Reproduce, line for line and without changes, the part of the data below that opens with the line containing "181, row 586." and closes with the line containing "column 694, row 266", including both of those lines.

(Rows from a dataset)
- - -

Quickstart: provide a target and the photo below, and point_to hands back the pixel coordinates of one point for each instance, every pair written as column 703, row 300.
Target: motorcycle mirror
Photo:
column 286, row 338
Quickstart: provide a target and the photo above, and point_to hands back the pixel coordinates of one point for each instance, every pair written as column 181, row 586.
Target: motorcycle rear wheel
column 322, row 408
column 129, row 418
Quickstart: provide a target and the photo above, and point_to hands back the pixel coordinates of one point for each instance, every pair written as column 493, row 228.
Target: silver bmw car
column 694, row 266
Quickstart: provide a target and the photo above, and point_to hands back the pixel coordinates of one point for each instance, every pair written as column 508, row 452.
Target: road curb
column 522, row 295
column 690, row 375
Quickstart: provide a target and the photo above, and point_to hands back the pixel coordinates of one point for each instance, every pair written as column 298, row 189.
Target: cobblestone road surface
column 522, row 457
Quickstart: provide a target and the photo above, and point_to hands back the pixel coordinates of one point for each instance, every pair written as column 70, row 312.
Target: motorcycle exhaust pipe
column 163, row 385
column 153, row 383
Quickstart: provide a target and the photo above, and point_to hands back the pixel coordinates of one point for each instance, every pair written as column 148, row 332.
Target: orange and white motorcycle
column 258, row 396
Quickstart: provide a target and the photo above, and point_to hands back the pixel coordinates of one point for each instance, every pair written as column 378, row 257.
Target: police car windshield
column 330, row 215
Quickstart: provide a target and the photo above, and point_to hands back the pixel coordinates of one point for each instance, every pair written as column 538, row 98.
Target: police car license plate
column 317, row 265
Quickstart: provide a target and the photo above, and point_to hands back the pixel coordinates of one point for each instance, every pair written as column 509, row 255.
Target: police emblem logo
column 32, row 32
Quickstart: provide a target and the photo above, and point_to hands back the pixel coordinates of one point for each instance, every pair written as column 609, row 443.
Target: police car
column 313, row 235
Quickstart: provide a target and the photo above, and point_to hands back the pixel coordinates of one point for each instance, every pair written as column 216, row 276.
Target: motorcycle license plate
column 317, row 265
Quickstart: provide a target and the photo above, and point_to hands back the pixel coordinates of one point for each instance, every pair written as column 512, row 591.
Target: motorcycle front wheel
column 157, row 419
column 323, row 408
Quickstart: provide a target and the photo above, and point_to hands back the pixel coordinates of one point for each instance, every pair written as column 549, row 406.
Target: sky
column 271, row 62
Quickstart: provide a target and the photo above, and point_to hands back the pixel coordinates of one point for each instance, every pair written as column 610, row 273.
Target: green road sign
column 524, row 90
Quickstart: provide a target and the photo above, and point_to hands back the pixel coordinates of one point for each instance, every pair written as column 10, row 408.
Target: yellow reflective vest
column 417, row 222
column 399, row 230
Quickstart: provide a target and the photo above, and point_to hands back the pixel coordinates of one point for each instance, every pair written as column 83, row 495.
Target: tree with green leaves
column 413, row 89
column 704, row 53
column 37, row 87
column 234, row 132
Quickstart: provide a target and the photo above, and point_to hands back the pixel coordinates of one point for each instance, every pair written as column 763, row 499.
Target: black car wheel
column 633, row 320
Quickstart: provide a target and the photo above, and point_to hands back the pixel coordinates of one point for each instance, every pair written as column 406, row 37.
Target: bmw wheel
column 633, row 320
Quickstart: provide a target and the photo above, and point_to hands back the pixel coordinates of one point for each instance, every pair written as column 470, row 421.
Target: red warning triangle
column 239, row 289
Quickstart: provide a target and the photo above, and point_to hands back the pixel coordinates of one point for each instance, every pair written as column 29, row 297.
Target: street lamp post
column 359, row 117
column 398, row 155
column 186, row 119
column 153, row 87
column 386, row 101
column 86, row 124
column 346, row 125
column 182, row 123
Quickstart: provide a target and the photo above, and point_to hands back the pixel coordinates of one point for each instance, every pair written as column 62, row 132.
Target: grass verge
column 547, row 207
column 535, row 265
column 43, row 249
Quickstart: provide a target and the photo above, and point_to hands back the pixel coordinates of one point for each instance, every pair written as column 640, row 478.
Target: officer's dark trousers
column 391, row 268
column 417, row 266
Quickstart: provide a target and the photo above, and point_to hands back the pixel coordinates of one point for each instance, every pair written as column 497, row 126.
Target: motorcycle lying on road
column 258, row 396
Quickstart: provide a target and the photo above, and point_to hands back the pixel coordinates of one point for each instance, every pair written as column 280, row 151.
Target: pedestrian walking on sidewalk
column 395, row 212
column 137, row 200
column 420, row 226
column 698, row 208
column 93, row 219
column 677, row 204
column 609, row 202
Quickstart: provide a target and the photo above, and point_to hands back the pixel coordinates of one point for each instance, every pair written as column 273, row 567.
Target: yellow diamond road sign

- - -

■ **TASK SOLUTION**:
Quickstart: provide a target and the photo above, and point_to hands back the pixel coordinates of one point for each instance, every pair written as column 181, row 586.
Target: motorcycle rear wheel
column 322, row 408
column 129, row 418
Quickstart: provide a target and the photo above, and point_to hands back the pixel coordinates of one point for each instance, every pair written as column 493, row 228.
Target: silver bmw car
column 694, row 266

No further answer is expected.